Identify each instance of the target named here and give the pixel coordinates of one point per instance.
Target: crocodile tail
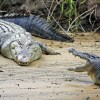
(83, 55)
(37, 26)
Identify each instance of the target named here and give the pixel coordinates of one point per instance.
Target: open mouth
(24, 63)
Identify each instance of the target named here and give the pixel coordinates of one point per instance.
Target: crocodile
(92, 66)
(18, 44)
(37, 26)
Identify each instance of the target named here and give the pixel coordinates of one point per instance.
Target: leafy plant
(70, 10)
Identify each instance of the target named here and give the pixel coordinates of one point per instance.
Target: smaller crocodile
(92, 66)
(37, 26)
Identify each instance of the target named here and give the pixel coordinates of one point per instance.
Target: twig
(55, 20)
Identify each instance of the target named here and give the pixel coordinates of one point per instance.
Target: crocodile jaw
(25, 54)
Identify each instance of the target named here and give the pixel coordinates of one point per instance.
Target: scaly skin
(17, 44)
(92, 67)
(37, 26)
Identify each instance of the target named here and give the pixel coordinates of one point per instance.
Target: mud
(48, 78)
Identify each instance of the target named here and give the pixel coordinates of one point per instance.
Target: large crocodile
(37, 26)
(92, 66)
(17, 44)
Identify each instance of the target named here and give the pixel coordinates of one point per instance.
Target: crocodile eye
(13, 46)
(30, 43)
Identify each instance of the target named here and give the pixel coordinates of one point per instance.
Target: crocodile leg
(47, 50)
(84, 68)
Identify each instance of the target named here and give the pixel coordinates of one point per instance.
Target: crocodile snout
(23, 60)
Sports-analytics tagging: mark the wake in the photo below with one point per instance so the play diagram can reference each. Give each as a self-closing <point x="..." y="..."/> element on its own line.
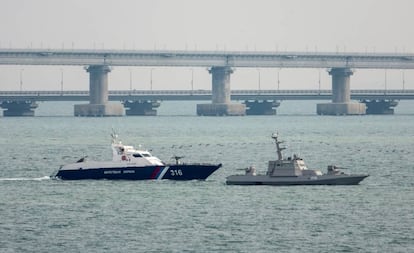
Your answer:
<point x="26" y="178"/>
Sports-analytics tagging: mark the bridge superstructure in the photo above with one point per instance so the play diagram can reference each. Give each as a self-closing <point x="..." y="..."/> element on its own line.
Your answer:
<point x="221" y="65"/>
==============================
Task requirements
Recast the records as a two-column CSV with the columns "request" and "answer", one row per request, with each field quoted and line breaks replaced by spaces. Begin at the line that has "Sports-analytics tagging: mark the bridge", and stop after the end of the records.

Response to this exercise
request,answer
"Sports-analytics tagging: mark the bridge superstructure in the photo above with one point per instance so the play diagram can reference each. Give each as a self-closing <point x=""..."" y=""...""/> element on its own line. Your answer:","<point x=""221"" y=""65""/>"